#### [TASK DIRECTIONS]
The answer must consist of every line from the data that holds "blurred".

#### [STORED DATA]
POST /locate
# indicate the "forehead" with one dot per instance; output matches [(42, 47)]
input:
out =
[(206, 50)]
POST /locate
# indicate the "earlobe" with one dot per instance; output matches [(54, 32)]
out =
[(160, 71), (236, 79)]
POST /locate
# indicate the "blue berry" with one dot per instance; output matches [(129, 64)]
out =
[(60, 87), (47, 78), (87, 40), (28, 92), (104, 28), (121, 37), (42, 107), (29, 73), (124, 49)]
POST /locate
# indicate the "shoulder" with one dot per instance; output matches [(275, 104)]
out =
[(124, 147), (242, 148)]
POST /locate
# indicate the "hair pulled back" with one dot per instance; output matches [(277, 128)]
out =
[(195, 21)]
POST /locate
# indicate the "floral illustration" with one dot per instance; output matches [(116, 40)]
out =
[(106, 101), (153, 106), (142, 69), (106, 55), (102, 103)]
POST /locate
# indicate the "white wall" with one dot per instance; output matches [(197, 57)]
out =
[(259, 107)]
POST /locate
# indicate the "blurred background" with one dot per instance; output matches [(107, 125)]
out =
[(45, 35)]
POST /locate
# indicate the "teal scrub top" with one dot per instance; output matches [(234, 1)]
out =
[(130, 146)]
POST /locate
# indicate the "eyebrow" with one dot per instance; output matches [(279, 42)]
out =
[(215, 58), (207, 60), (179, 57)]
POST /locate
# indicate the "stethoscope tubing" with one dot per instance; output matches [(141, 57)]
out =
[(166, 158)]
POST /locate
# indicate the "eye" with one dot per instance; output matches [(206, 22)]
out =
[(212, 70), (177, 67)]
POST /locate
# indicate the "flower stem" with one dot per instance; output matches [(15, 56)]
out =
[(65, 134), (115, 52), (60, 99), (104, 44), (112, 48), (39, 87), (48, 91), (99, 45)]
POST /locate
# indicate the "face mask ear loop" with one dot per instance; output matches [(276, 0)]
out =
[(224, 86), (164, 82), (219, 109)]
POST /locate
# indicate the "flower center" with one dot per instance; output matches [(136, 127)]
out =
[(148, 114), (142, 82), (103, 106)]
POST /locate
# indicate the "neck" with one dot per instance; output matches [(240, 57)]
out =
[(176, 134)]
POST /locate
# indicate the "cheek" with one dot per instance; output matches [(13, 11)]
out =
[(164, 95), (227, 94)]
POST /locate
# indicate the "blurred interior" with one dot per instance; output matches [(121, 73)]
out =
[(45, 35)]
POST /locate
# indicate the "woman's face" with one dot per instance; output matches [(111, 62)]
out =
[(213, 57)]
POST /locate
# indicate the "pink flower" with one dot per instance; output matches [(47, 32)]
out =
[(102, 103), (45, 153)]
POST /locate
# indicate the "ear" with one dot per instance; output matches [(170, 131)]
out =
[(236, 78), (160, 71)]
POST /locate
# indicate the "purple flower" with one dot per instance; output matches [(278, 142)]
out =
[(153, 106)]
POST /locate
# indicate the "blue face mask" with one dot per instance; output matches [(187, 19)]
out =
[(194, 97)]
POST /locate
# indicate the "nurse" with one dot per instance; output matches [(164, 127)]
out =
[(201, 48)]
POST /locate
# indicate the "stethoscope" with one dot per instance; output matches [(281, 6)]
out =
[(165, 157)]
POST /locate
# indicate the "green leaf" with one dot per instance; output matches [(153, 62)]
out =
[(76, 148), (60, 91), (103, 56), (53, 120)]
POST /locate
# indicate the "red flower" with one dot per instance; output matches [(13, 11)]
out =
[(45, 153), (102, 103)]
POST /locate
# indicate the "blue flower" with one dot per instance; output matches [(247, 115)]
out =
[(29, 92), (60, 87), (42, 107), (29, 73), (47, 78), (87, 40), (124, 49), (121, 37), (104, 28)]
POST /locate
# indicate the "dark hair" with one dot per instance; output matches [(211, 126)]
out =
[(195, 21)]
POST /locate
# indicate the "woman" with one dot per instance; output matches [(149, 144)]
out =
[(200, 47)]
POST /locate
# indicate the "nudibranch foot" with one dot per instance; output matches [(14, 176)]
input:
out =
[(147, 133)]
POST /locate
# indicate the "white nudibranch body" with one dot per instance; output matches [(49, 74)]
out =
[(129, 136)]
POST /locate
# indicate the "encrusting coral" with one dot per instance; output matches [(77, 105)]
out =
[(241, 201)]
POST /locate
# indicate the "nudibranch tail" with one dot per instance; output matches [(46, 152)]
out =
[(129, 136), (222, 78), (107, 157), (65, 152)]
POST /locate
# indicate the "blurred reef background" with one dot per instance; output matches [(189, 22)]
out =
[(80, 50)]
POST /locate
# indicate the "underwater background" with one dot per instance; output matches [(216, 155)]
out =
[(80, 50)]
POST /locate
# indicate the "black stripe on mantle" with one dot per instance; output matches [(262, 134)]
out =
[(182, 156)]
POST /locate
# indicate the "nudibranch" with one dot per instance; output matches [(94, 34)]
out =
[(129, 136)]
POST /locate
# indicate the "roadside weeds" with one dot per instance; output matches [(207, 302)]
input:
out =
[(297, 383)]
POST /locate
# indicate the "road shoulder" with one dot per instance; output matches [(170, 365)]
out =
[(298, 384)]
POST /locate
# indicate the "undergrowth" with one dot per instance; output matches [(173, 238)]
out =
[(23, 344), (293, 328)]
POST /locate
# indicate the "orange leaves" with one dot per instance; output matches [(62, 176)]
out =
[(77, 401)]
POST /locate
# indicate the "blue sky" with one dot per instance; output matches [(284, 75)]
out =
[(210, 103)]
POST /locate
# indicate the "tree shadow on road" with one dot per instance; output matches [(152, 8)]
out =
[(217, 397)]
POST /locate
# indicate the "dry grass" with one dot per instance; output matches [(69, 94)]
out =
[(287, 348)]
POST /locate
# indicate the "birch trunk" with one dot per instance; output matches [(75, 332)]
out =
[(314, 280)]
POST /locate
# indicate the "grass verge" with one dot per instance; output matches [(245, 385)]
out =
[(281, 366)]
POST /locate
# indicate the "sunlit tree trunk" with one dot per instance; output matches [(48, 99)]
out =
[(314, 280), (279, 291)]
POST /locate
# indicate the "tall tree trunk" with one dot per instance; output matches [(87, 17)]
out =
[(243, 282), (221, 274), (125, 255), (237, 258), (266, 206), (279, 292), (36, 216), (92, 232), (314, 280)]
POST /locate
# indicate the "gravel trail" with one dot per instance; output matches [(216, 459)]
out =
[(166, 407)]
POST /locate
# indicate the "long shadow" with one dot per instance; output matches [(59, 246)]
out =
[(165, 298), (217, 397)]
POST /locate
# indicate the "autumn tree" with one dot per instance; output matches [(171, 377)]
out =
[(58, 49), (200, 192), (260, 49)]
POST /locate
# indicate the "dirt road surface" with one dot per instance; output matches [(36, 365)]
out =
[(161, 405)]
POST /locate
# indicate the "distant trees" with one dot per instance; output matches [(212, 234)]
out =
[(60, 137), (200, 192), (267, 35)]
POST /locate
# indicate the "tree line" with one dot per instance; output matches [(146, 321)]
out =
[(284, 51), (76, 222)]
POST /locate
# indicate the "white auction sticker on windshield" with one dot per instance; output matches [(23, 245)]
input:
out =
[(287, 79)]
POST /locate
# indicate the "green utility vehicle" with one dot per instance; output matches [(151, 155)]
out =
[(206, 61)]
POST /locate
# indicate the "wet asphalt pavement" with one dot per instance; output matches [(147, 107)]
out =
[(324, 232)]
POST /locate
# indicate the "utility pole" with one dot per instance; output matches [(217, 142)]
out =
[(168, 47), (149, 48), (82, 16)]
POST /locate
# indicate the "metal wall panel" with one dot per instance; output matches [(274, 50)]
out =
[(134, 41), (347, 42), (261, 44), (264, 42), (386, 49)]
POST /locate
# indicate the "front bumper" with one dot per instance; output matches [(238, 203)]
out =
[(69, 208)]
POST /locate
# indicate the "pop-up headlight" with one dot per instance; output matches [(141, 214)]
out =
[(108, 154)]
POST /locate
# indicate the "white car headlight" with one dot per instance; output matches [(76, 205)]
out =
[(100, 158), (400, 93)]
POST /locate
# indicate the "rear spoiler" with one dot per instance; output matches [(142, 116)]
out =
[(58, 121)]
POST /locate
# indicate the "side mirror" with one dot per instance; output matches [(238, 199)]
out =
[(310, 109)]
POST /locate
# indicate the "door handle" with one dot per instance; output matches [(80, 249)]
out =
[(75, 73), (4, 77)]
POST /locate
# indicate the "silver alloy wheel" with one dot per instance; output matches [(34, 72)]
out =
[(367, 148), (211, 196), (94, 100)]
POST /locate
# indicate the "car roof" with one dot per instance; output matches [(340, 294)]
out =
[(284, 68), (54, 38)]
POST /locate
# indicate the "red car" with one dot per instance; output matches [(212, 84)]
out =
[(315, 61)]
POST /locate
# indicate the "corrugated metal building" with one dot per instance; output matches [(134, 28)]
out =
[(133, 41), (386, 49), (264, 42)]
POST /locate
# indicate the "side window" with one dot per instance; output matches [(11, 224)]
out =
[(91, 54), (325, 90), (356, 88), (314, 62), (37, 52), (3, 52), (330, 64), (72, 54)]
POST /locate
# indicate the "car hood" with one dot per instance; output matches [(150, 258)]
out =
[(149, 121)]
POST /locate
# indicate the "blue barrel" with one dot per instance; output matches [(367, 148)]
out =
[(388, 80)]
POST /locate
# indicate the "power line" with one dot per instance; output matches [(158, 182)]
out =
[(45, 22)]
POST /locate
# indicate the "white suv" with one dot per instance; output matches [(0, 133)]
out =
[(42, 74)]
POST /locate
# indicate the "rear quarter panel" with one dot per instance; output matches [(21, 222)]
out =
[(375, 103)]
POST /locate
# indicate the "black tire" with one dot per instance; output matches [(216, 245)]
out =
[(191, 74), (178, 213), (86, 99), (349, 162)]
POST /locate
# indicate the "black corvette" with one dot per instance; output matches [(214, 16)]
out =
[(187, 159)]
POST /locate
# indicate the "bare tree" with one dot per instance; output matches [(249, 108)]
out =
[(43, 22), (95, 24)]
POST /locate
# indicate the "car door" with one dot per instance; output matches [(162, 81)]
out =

#### [RESPONSE AREA]
# indicate the "blurred background" with one dot per instance; output matches [(107, 125)]
# indicate the "blurred interior" with one dot per instance; output matches [(121, 73)]
# indicate the "blurred reef background" with one dot per instance; output matches [(189, 22)]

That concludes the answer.